Мура его не пережила. Она умерла в 1974 году в возрасте восьмидесяти двух лет. Он — в 1982-м, когда ему было восемьдесят шесть. Но документы эти ни при их жизни, ни в дальнейшем так и не появились на свет.

Эта встреча с Якобсоном усилила у Турока интерес к судьбе Муры, у меня — после рассказов Турока, Я стал по крупице собирать факты об этой безусловно необычной жизни.

Как-то в конце шестидесятых я вспомнил о Марии Игнатьевне в беседе с Владиславом Михайловичем Глинкой, писателем и консультантом Эрмитажа. Он сказал:

— Да, она сиживала у меня вот в этом самом кресле, где вы сидите сейчас.

Выдержав паузу и насладившись моим изумлением, объяснил:

— Сперва она позвонила мне из Лондона. Сказала, что консультирует режиссёров фильмов из русской жизни чеховских времён. И ей нужно представить, как выглядела тогда толпа гуляющих по бульвару приволжского города, как были одеты, как держались земский врач, чиновник, их жёны. А потом приехала сама. Я ей зарисовки показывал, в запасники Эрмитажа сводил.

### Исходные данные
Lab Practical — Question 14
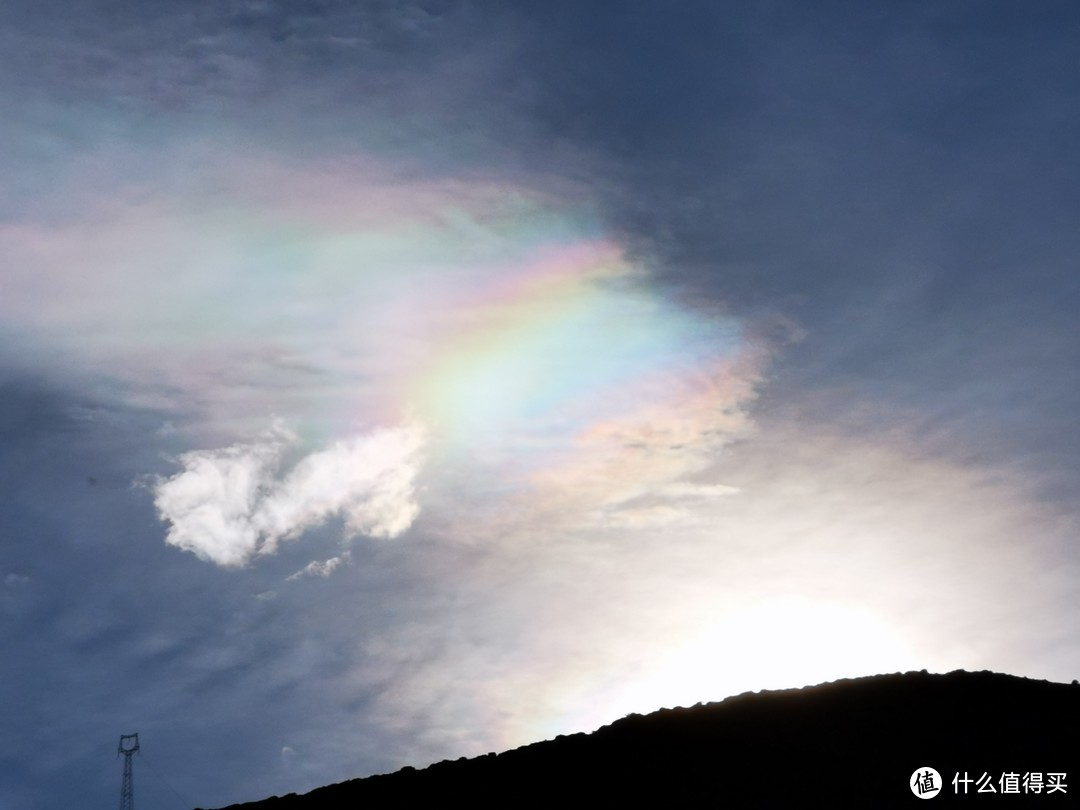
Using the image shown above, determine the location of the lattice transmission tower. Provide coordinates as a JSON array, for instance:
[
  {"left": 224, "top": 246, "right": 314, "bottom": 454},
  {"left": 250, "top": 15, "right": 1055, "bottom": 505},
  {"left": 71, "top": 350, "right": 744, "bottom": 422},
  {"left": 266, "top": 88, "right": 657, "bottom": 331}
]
[{"left": 117, "top": 734, "right": 138, "bottom": 810}]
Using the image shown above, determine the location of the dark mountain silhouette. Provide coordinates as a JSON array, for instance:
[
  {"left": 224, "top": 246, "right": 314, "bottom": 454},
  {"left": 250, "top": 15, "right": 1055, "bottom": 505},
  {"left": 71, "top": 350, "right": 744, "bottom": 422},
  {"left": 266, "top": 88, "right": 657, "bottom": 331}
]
[{"left": 203, "top": 671, "right": 1080, "bottom": 810}]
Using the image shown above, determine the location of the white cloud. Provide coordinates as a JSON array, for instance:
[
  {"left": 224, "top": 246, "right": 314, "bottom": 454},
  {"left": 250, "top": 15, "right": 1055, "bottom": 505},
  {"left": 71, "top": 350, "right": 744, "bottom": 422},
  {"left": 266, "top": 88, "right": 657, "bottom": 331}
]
[
  {"left": 285, "top": 552, "right": 352, "bottom": 582},
  {"left": 154, "top": 424, "right": 423, "bottom": 576}
]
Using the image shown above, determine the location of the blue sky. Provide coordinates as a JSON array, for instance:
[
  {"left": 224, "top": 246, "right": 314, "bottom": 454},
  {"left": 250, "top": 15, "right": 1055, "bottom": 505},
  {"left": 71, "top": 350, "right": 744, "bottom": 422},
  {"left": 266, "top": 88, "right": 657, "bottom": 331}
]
[{"left": 6, "top": 0, "right": 1080, "bottom": 810}]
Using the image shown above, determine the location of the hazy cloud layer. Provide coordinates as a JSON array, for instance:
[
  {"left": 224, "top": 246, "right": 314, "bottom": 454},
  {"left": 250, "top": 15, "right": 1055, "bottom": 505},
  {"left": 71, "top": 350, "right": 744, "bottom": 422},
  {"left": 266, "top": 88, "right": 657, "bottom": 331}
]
[{"left": 153, "top": 426, "right": 423, "bottom": 573}]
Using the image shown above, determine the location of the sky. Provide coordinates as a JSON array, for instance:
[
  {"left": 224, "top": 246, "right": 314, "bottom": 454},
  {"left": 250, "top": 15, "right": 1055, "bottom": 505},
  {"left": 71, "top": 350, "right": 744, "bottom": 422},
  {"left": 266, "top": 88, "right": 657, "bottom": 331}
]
[{"left": 0, "top": 0, "right": 1080, "bottom": 810}]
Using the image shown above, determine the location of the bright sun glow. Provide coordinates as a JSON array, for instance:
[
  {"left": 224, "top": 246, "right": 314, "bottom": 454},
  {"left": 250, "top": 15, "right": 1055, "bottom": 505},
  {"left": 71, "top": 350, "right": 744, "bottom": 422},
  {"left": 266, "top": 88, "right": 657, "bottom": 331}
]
[{"left": 596, "top": 599, "right": 918, "bottom": 723}]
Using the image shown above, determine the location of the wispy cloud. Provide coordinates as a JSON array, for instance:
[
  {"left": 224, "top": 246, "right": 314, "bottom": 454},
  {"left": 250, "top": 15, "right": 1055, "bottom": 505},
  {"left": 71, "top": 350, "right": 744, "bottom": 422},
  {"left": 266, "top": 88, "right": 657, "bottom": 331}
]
[
  {"left": 285, "top": 551, "right": 352, "bottom": 582},
  {"left": 153, "top": 424, "right": 423, "bottom": 573}
]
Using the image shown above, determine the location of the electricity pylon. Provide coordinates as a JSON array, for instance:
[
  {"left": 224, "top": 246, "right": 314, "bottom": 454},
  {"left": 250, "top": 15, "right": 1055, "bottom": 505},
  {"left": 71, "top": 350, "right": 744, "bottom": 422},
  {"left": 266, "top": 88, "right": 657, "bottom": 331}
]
[{"left": 117, "top": 734, "right": 138, "bottom": 810}]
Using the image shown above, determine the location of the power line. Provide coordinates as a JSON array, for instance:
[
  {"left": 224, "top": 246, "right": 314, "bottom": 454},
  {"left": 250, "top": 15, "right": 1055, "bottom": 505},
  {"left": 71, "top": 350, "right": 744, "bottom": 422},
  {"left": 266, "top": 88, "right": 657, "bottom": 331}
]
[{"left": 117, "top": 733, "right": 138, "bottom": 810}]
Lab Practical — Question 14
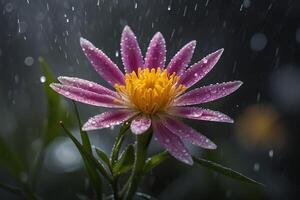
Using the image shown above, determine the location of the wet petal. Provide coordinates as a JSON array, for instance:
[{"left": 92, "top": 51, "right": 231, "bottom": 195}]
[
  {"left": 173, "top": 81, "right": 242, "bottom": 106},
  {"left": 152, "top": 120, "right": 193, "bottom": 165},
  {"left": 121, "top": 26, "right": 143, "bottom": 73},
  {"left": 179, "top": 49, "right": 224, "bottom": 88},
  {"left": 170, "top": 107, "right": 233, "bottom": 123},
  {"left": 57, "top": 76, "right": 117, "bottom": 97},
  {"left": 161, "top": 117, "right": 217, "bottom": 149},
  {"left": 167, "top": 40, "right": 196, "bottom": 76},
  {"left": 130, "top": 115, "right": 151, "bottom": 134},
  {"left": 145, "top": 32, "right": 166, "bottom": 69},
  {"left": 80, "top": 38, "right": 124, "bottom": 86},
  {"left": 50, "top": 83, "right": 124, "bottom": 108},
  {"left": 82, "top": 109, "right": 137, "bottom": 131}
]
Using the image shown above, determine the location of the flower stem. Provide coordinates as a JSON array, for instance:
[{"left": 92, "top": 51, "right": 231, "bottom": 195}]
[{"left": 124, "top": 132, "right": 152, "bottom": 200}]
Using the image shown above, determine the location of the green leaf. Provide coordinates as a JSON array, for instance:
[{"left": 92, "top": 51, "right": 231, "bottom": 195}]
[
  {"left": 0, "top": 137, "right": 25, "bottom": 179},
  {"left": 144, "top": 151, "right": 170, "bottom": 173},
  {"left": 72, "top": 101, "right": 92, "bottom": 153},
  {"left": 39, "top": 57, "right": 67, "bottom": 144},
  {"left": 60, "top": 122, "right": 111, "bottom": 199},
  {"left": 60, "top": 122, "right": 111, "bottom": 181},
  {"left": 193, "top": 156, "right": 265, "bottom": 186},
  {"left": 113, "top": 145, "right": 134, "bottom": 176},
  {"left": 111, "top": 122, "right": 130, "bottom": 165},
  {"left": 95, "top": 147, "right": 110, "bottom": 167},
  {"left": 0, "top": 183, "right": 23, "bottom": 195}
]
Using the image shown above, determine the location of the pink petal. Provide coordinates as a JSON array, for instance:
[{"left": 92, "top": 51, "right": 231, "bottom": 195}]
[
  {"left": 121, "top": 26, "right": 143, "bottom": 73},
  {"left": 82, "top": 109, "right": 137, "bottom": 131},
  {"left": 152, "top": 120, "right": 193, "bottom": 165},
  {"left": 162, "top": 117, "right": 217, "bottom": 149},
  {"left": 173, "top": 81, "right": 242, "bottom": 106},
  {"left": 130, "top": 115, "right": 151, "bottom": 134},
  {"left": 57, "top": 76, "right": 117, "bottom": 97},
  {"left": 169, "top": 107, "right": 233, "bottom": 123},
  {"left": 50, "top": 83, "right": 124, "bottom": 108},
  {"left": 179, "top": 49, "right": 224, "bottom": 87},
  {"left": 145, "top": 32, "right": 166, "bottom": 69},
  {"left": 167, "top": 40, "right": 196, "bottom": 76},
  {"left": 80, "top": 38, "right": 124, "bottom": 86}
]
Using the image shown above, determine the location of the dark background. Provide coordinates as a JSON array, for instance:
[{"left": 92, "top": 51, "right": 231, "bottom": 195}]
[{"left": 0, "top": 0, "right": 300, "bottom": 199}]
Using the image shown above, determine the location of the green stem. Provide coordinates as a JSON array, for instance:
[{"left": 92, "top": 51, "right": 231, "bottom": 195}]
[
  {"left": 125, "top": 132, "right": 152, "bottom": 200},
  {"left": 110, "top": 123, "right": 130, "bottom": 166},
  {"left": 110, "top": 123, "right": 130, "bottom": 200},
  {"left": 30, "top": 140, "right": 46, "bottom": 190}
]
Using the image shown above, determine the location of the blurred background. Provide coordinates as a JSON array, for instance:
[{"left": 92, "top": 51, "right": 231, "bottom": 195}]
[{"left": 0, "top": 0, "right": 300, "bottom": 200}]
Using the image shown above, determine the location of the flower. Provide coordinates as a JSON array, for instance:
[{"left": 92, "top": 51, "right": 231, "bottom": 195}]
[{"left": 50, "top": 26, "right": 242, "bottom": 165}]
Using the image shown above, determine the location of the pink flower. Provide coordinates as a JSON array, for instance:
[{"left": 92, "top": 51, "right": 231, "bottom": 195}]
[{"left": 50, "top": 26, "right": 242, "bottom": 165}]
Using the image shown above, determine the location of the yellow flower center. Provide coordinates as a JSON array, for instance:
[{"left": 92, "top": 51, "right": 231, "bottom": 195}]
[{"left": 115, "top": 68, "right": 186, "bottom": 114}]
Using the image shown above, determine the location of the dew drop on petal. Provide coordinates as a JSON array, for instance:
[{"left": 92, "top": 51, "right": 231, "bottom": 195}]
[
  {"left": 253, "top": 163, "right": 260, "bottom": 172},
  {"left": 250, "top": 33, "right": 268, "bottom": 51},
  {"left": 24, "top": 56, "right": 34, "bottom": 66},
  {"left": 40, "top": 76, "right": 46, "bottom": 83},
  {"left": 269, "top": 149, "right": 274, "bottom": 158}
]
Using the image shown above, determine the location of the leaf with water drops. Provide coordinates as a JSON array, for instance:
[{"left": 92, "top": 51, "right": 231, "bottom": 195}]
[
  {"left": 144, "top": 151, "right": 170, "bottom": 173},
  {"left": 193, "top": 156, "right": 264, "bottom": 186},
  {"left": 0, "top": 137, "right": 25, "bottom": 179},
  {"left": 113, "top": 145, "right": 134, "bottom": 176},
  {"left": 39, "top": 57, "right": 67, "bottom": 144}
]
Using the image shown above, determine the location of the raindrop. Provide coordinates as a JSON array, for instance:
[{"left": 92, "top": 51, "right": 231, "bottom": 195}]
[
  {"left": 256, "top": 92, "right": 260, "bottom": 102},
  {"left": 14, "top": 75, "right": 19, "bottom": 83},
  {"left": 35, "top": 12, "right": 45, "bottom": 21},
  {"left": 40, "top": 76, "right": 46, "bottom": 83},
  {"left": 205, "top": 0, "right": 209, "bottom": 7},
  {"left": 18, "top": 19, "right": 27, "bottom": 33},
  {"left": 183, "top": 6, "right": 187, "bottom": 16},
  {"left": 253, "top": 163, "right": 260, "bottom": 172},
  {"left": 269, "top": 149, "right": 274, "bottom": 158},
  {"left": 250, "top": 33, "right": 268, "bottom": 51},
  {"left": 243, "top": 0, "right": 251, "bottom": 8},
  {"left": 296, "top": 28, "right": 300, "bottom": 43},
  {"left": 24, "top": 56, "right": 34, "bottom": 66},
  {"left": 5, "top": 3, "right": 14, "bottom": 13},
  {"left": 20, "top": 172, "right": 28, "bottom": 183}
]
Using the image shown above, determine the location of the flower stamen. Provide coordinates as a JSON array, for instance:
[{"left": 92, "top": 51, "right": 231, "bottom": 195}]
[{"left": 115, "top": 68, "right": 186, "bottom": 114}]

### Цель задания
Дословно процитируйте часть отрывка о Муре от слов «Эта встреча с» до слов «запасники Эрмитажа сводил.».

### Поле ответа
Эта встреча с Якобсоном усилила у Турока интерес к судьбе Муры, у меня — после рассказов Турока, Я стал по крупице собирать факты об этой безусловно необычной жизни.

Как-то в конце шестидесятых я вспомнил о Марии Игнатьевне в беседе с Владиславом Михайловичем Глинкой, писателем и консультантом Эрмитажа. Он сказал:

— Да, она сиживала у меня вот в этом самом кресле, где вы сидите сейчас.

Выдержав паузу и насладившись моим изумлением, объяснил:

— Сперва она позвонила мне из Лондона. Сказала, что консультирует режиссёров фильмов из русской жизни чеховских времён. И ей нужно представить, как выглядела тогда толпа гуляющих по бульвару приволжского города, как были одеты, как держались земский врач, чиновник, их жёны. А потом приехала сама. Я ей зарисовки показывал, в запасники Эрмитажа сводил.